- **Short problem**:
The records that follow must be reproduced in full, exactly as written.

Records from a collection
§
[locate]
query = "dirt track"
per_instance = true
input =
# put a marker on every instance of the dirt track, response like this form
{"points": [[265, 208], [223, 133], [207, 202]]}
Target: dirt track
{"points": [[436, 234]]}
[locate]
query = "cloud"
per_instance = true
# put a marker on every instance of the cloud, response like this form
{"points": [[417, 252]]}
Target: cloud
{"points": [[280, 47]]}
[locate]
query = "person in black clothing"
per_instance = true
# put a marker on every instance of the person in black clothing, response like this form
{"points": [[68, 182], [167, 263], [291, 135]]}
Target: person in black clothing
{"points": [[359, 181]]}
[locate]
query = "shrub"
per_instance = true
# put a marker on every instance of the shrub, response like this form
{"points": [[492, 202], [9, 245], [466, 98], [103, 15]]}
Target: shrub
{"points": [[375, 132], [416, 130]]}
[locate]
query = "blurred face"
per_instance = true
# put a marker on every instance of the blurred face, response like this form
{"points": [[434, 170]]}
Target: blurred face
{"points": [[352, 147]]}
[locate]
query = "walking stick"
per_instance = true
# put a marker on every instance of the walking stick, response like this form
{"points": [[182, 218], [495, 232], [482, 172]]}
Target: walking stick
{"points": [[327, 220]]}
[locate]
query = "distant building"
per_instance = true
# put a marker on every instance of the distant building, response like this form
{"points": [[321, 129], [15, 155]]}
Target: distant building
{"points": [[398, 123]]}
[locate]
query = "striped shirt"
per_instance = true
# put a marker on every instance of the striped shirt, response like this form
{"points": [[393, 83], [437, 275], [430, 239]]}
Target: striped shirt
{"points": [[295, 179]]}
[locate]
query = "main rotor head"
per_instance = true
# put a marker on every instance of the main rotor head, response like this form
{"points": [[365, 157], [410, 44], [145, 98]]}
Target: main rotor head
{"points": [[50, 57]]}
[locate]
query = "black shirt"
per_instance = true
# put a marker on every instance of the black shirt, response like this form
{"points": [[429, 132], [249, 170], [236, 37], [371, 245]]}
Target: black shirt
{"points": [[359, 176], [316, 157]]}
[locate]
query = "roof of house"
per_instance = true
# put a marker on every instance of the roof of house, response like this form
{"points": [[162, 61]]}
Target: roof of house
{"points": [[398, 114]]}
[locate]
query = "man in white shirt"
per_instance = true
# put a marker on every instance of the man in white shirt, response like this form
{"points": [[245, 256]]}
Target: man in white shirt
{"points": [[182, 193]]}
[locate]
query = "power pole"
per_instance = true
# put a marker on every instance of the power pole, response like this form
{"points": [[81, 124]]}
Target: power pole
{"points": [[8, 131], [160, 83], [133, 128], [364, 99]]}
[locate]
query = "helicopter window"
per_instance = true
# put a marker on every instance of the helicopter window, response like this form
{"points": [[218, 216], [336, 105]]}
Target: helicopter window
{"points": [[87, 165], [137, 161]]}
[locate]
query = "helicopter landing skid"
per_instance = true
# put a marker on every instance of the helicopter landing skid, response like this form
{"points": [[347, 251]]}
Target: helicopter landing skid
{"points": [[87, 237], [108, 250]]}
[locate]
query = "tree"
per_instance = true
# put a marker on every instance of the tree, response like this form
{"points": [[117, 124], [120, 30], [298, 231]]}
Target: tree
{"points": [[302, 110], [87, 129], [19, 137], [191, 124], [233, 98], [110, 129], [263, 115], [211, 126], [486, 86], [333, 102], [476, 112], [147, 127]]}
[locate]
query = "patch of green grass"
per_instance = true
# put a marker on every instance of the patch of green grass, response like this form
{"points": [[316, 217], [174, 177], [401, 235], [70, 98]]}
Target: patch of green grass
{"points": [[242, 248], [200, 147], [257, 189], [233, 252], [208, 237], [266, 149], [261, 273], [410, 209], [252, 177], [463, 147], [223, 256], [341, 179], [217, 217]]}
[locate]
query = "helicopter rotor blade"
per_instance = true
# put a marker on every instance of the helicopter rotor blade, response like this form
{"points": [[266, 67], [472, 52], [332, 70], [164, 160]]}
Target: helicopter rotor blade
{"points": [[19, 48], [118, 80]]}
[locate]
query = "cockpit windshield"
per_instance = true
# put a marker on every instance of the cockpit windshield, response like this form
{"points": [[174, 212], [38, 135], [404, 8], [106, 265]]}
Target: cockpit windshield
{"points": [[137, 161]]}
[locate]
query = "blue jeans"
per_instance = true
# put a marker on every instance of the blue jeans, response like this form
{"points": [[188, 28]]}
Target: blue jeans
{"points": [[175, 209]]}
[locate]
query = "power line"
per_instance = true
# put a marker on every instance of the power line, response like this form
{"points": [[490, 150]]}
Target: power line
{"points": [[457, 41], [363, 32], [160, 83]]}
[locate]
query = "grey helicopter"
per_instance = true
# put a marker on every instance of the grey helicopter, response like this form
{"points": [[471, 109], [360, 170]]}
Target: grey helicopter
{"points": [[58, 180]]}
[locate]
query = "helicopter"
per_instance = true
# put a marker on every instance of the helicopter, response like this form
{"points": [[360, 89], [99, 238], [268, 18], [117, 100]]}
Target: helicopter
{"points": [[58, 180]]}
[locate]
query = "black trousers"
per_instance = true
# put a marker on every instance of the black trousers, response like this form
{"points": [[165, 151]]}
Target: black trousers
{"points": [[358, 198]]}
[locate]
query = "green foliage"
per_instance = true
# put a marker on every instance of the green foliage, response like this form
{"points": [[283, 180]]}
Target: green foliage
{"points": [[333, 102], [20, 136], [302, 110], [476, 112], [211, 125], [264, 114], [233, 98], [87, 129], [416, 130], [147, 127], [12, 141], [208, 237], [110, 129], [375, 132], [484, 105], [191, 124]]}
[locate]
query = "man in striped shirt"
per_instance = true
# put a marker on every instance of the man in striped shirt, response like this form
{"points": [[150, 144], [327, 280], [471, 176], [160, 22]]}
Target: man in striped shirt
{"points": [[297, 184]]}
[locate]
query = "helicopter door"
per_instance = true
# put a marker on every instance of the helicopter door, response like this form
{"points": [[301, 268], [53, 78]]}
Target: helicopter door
§
- **Output for this task**:
[locate]
query = "dirt track"
per_instance = true
input =
# put a marker on every instance of the dirt track, response like this form
{"points": [[265, 208], [223, 133], [207, 202]]}
Target: dirt track
{"points": [[436, 234]]}
[locate]
query = "cloud"
per_instance = true
# put a marker on every instance of the cloud, response like this form
{"points": [[417, 252]]}
Target: cloud
{"points": [[280, 47]]}
[locate]
query = "person in black clothing"
per_instance = true
# put a marker on every instance of the person in black clothing, response like this form
{"points": [[68, 182], [167, 263], [291, 135]]}
Target: person in black clothing
{"points": [[359, 181]]}
[locate]
query = "shrub"
per_instance = true
# put a marker on every instance of the shrub, response like this form
{"points": [[492, 202], [9, 245], [466, 98], [103, 15]]}
Target: shrub
{"points": [[375, 132], [416, 130]]}
[locate]
query = "blurred face"
per_instance = true
# put a marker on every instance of the blurred face, response like this form
{"points": [[434, 170]]}
Target: blurred face
{"points": [[352, 147]]}
[locate]
query = "walking stick"
per_instance = true
# put a marker on every instance of the walking stick, response like this form
{"points": [[182, 218], [495, 232], [482, 172]]}
Target: walking stick
{"points": [[327, 220]]}
[locate]
query = "distant building"
per_instance = true
# put a marker on every instance of the distant building, response like this form
{"points": [[321, 129], [15, 155]]}
Target: distant building
{"points": [[398, 123]]}
[locate]
query = "striped shirt"
per_instance = true
# put a marker on every instance of the striped shirt, response like this form
{"points": [[393, 83], [437, 275], [430, 239]]}
Target: striped shirt
{"points": [[295, 179]]}
[locate]
query = "main rotor head"
per_instance = true
# put a marker on every instance of the main rotor head, response like this form
{"points": [[365, 157], [410, 44], [145, 98]]}
Target: main rotor head
{"points": [[50, 57]]}
[locate]
query = "black shirt"
per_instance = true
# put a marker on every instance of the black shirt, response like this form
{"points": [[429, 132], [249, 170], [236, 37], [371, 245]]}
Target: black shirt
{"points": [[359, 176], [316, 157]]}
[locate]
query = "roof of house"
per_instance = true
# put a marker on every instance of the roof of house, response like this form
{"points": [[162, 61]]}
Target: roof of house
{"points": [[398, 114]]}
[locate]
query = "man in white shirt"
per_instance = true
# put a marker on every instance of the man in white shirt, response like this form
{"points": [[245, 256]]}
Target: man in white shirt
{"points": [[182, 193]]}
[locate]
query = "power pole"
per_instance = true
# put a marker on every instance of the power pole, response like this form
{"points": [[81, 124]]}
Target: power pole
{"points": [[8, 131], [160, 83], [133, 128], [364, 99]]}
[locate]
query = "helicopter window"
per_instance = true
# put a marker on every instance of the helicopter window, response like this form
{"points": [[218, 216], [336, 105]]}
Target: helicopter window
{"points": [[87, 165], [137, 161]]}
[locate]
query = "helicopter landing skid"
per_instance = true
# put a marker on every instance of the helicopter landing skid, response like this form
{"points": [[347, 251]]}
Target: helicopter landing skid
{"points": [[87, 237], [108, 250]]}
[locate]
query = "tree"
per_instance = true
# put a marker on every instance of the tree, response like this form
{"points": [[117, 124], [120, 30], [298, 231]]}
Target: tree
{"points": [[302, 110], [87, 129], [19, 137], [191, 124], [233, 98], [110, 129], [263, 115], [211, 126], [486, 86], [333, 102], [476, 112], [147, 127]]}
[locate]
query = "patch of green grass"
per_instance = true
# put a marker on every instance of the patch of green grass, response like this form
{"points": [[316, 217], [174, 177], [401, 235], [70, 98]]}
Target: patch of green grass
{"points": [[242, 248], [200, 147], [257, 189], [233, 252], [208, 237], [266, 149], [261, 273], [410, 209], [252, 177], [463, 147], [223, 256], [341, 179], [217, 217]]}
[locate]
query = "helicopter rotor blade"
per_instance = true
# put a marker on every instance of the helicopter rotor blade, response like this form
{"points": [[266, 67], [472, 52], [332, 70], [164, 160]]}
Target: helicopter rotor blade
{"points": [[19, 48], [118, 80]]}
[locate]
query = "cockpit windshield"
per_instance = true
# put a marker on every instance of the cockpit windshield, response like this form
{"points": [[174, 212], [38, 135], [404, 8], [106, 265]]}
Target: cockpit windshield
{"points": [[137, 161]]}
[locate]
query = "blue jeans"
per_instance = true
# put a marker on every instance of the blue jeans, response like this form
{"points": [[188, 28]]}
Target: blue jeans
{"points": [[175, 209]]}
[locate]
query = "power line"
per_instance = true
# put a marker on every instance of the power line, response like this form
{"points": [[490, 150]]}
Target: power line
{"points": [[457, 41], [363, 32], [160, 83]]}
[locate]
query = "grey helicopter"
per_instance = true
# put a marker on every instance of the grey helicopter, response like this form
{"points": [[471, 109], [360, 170]]}
Target: grey helicopter
{"points": [[58, 180]]}
[locate]
query = "helicopter"
per_instance = true
# put a marker on every instance of the helicopter, response like this form
{"points": [[360, 89], [99, 238], [268, 18], [117, 100]]}
Target: helicopter
{"points": [[58, 180]]}
[locate]
query = "black trousers"
per_instance = true
# put a marker on every instance of the black trousers, response like this form
{"points": [[165, 151]]}
Target: black trousers
{"points": [[358, 198]]}
[locate]
query = "green foliage"
per_instance = true
# put a marker on every instance of the green foliage, response like this form
{"points": [[283, 180]]}
Target: green foliage
{"points": [[333, 102], [20, 136], [302, 110], [476, 112], [211, 125], [264, 114], [233, 98], [87, 129], [416, 130], [147, 127], [12, 141], [208, 237], [110, 129], [375, 132], [484, 105], [191, 124]]}
[locate]
query = "man in striped shirt"
per_instance = true
# put a marker on every instance of the man in striped shirt, response like this form
{"points": [[150, 144], [327, 280], [471, 176], [160, 22]]}
Target: man in striped shirt
{"points": [[297, 184]]}
[locate]
query = "helicopter door"
per_instance = true
# put a marker on every instance of the helicopter door, response like this form
{"points": [[301, 268], [53, 78]]}
Target: helicopter door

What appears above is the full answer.